▸ **Written instruction**:
Begin at the line that holds "the woman with" and copy each line exactly until the data below ends, including that last line but no pictures.

(Records from a point labeling set)
-------

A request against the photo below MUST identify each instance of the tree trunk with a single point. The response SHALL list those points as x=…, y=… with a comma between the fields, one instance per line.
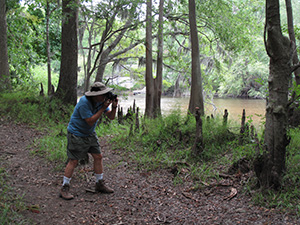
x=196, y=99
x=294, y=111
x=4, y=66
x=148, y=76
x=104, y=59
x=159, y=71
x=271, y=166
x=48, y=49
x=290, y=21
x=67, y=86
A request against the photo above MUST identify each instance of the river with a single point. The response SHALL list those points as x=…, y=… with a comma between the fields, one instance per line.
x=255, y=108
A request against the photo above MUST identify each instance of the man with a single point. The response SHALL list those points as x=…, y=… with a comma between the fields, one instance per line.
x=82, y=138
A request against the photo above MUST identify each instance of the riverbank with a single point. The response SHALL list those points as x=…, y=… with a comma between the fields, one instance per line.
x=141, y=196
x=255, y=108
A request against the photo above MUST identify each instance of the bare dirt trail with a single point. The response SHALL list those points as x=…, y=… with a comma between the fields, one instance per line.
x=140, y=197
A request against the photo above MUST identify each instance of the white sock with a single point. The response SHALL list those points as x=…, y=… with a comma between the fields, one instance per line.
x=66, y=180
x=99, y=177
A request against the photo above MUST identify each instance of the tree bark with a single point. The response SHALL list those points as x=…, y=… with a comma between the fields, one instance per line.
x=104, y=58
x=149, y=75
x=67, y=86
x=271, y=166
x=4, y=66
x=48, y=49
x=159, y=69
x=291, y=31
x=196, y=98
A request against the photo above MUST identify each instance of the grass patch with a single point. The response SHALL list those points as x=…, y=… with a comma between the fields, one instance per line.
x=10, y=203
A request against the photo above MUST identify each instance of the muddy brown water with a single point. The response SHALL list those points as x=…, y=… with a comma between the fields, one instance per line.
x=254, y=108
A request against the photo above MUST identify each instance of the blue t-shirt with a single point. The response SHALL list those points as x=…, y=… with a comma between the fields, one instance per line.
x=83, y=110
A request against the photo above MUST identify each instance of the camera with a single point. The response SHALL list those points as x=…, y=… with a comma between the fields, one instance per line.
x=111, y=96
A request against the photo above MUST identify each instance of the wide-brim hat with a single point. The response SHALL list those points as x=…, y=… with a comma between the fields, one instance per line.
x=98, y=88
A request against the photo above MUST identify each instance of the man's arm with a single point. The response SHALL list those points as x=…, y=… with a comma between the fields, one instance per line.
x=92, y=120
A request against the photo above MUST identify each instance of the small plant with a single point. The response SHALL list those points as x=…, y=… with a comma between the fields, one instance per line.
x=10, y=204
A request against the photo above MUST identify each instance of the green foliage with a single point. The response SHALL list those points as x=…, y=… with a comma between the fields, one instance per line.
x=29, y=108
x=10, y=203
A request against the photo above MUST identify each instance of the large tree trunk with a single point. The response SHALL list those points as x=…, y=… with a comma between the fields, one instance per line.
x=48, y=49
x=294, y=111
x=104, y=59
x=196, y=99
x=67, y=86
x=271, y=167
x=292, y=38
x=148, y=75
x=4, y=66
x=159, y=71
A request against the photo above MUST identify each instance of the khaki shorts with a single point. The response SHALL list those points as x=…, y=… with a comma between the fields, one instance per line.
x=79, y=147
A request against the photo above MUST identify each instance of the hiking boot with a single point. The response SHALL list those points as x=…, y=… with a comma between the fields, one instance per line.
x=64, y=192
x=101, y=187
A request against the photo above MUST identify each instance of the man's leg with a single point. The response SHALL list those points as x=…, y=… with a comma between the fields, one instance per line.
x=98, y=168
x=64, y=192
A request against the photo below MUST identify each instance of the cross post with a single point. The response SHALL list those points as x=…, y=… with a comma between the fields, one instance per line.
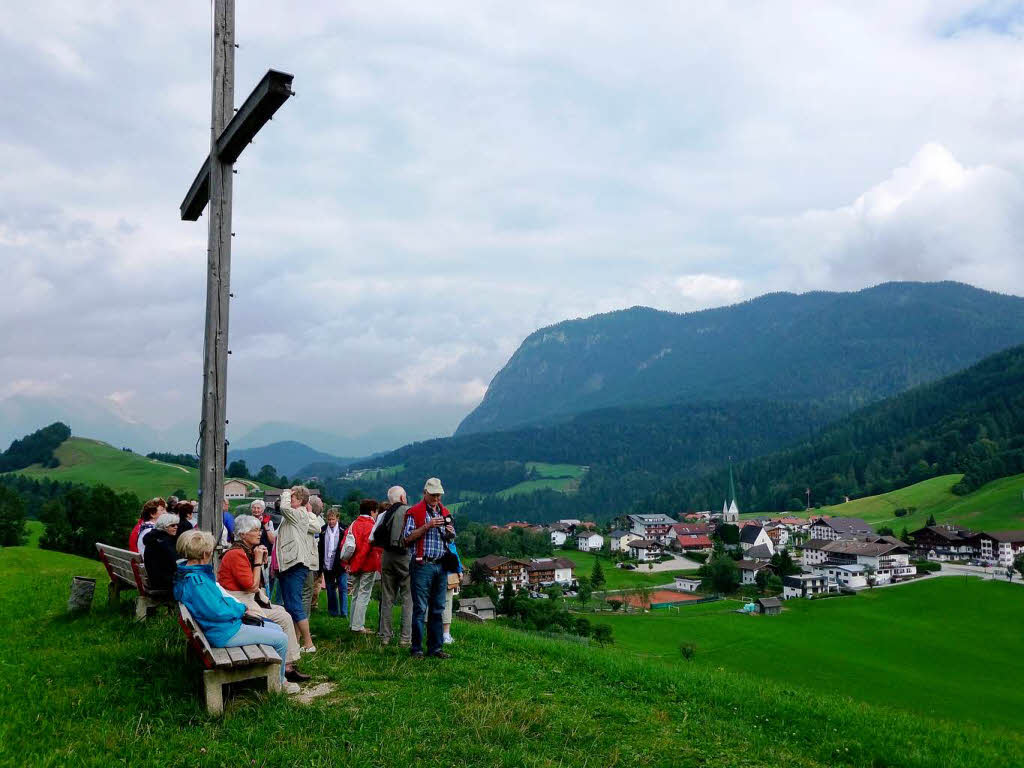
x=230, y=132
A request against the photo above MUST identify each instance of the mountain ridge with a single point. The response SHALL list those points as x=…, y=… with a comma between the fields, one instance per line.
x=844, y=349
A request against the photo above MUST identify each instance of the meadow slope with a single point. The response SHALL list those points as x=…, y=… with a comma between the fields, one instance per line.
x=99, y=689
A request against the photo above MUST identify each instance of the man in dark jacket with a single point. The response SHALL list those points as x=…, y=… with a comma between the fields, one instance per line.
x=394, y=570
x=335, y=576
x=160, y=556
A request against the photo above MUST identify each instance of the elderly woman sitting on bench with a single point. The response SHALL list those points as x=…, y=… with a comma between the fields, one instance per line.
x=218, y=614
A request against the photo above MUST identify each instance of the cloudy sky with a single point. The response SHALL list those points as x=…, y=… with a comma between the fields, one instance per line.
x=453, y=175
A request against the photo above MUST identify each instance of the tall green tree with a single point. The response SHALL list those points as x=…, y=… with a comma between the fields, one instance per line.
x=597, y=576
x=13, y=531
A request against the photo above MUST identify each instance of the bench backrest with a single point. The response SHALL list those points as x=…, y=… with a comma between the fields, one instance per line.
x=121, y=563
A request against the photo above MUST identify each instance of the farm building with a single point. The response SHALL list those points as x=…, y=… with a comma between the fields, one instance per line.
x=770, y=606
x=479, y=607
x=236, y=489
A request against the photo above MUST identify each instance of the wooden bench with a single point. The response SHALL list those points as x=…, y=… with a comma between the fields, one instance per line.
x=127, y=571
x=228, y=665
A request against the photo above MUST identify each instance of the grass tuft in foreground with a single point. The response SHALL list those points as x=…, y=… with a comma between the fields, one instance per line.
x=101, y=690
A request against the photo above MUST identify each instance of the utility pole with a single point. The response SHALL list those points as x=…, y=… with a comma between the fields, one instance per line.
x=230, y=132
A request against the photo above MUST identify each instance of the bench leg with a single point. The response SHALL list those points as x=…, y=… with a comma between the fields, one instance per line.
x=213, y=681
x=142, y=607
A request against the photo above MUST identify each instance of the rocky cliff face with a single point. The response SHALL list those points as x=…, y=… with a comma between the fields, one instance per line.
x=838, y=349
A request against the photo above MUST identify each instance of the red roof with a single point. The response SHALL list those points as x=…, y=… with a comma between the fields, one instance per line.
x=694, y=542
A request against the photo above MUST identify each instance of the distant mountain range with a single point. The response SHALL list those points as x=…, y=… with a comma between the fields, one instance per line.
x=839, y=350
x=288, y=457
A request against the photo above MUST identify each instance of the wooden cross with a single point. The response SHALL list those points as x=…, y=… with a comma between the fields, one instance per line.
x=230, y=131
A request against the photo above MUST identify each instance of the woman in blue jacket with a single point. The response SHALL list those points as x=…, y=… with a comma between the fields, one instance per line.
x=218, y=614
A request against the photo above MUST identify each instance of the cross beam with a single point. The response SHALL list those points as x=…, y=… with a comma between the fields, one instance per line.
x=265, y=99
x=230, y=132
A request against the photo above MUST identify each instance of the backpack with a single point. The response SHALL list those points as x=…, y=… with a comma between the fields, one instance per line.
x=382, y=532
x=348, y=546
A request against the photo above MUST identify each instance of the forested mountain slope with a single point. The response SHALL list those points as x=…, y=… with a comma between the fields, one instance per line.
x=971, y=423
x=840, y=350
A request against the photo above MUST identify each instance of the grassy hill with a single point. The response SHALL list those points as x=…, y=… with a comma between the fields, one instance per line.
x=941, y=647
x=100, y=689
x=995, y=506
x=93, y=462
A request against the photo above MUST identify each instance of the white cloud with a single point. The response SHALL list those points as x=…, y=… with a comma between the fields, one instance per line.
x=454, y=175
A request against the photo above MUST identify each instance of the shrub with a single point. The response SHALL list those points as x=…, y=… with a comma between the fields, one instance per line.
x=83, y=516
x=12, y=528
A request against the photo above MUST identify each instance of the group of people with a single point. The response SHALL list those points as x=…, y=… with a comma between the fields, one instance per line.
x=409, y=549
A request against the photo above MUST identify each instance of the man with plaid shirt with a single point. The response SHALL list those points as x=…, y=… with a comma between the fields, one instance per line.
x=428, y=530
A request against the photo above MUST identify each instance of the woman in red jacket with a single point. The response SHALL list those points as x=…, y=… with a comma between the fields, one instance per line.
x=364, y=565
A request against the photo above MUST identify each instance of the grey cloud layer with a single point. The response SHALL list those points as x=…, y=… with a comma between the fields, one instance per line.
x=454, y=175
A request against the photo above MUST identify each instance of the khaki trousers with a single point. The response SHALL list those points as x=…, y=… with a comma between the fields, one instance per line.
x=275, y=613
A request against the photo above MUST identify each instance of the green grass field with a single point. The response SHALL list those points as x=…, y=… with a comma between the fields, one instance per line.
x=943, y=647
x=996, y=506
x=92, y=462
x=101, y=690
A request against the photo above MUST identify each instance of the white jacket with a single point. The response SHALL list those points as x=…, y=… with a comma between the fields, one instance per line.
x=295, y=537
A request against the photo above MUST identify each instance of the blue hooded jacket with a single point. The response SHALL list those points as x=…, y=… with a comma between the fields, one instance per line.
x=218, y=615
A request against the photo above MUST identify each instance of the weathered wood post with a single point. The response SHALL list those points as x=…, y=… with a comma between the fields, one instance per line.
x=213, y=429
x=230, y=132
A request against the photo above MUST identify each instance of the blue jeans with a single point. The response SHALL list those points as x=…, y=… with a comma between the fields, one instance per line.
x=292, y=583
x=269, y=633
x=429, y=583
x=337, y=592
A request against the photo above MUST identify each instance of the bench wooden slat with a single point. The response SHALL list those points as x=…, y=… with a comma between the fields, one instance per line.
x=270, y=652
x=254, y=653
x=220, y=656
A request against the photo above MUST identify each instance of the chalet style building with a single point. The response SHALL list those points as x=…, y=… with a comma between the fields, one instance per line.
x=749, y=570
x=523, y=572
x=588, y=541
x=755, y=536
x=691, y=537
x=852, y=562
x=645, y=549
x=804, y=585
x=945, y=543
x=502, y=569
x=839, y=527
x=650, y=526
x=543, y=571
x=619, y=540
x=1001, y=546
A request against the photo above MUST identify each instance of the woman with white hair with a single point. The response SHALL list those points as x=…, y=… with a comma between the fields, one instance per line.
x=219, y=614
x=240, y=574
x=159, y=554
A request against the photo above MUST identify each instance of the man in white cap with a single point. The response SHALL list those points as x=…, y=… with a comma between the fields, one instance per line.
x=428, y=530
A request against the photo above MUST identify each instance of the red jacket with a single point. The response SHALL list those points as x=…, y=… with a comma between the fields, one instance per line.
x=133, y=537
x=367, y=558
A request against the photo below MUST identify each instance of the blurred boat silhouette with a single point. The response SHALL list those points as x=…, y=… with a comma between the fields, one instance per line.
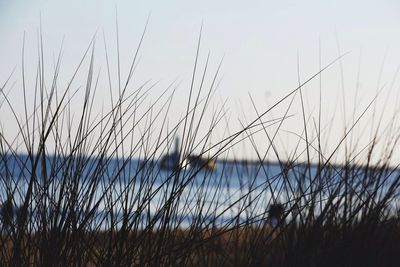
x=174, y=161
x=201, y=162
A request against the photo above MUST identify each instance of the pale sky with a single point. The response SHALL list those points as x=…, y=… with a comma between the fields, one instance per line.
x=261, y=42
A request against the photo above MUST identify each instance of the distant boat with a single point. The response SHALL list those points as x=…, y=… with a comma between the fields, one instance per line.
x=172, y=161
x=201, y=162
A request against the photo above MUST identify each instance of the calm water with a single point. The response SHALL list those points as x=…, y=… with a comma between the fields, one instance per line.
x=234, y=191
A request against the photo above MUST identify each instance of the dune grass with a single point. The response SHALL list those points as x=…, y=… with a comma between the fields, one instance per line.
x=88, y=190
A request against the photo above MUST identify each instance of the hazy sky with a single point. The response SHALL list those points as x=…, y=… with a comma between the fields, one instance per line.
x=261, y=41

-------

▸ **Response to this exercise**:
A request against the photo above MUST identify each instance of the woman with white hair with a single point. The response SHALL list those points as x=…, y=… with a comma between the fields, one instance per line.
x=219, y=614
x=240, y=574
x=159, y=554
A request against the photo above MUST identify each instance of the man in white cap with a single point. The response SHALL list those points as x=…, y=… with a comma between the fields, one instance per line.
x=428, y=530
A request against the photo above MUST identify each instance of the red jacket with a single point. The response SHALL list those points as x=…, y=… with a comma between the fields, one instance per line.
x=133, y=537
x=367, y=558
A request against the photo below MUST identify each instance of the blurred boat silhouette with a single point. The response SHALL list those points as x=…, y=… with a comma between the fields, one instance per line.
x=174, y=161
x=201, y=162
A request against the photo above MUST identify each instance of the pale sky with a single point. The response SHALL list those points as x=…, y=… with a comma between the fields, one instance per line.
x=261, y=42
A request against the photo above MUST identify each instance of the distant boat with a single point. The response SHALL list those points as x=…, y=… with a comma between the fields, one instance per line.
x=172, y=161
x=201, y=162
A request against the photo above MUST identify each instance of the calm water with a single point. The response SHALL list those points as x=…, y=… with a comma between the fields, one instance per line.
x=234, y=191
A request against the photo above MUST identify each instance of the dune grass with a single point. The response SHALL list those points as x=…, y=… with a comma between the fields, one instance per line.
x=88, y=190
A request against the photo above MUST identify each instance of the hazy sky with a single point. The response SHALL list those points as x=…, y=… with a comma between the fields, one instance per line.
x=261, y=41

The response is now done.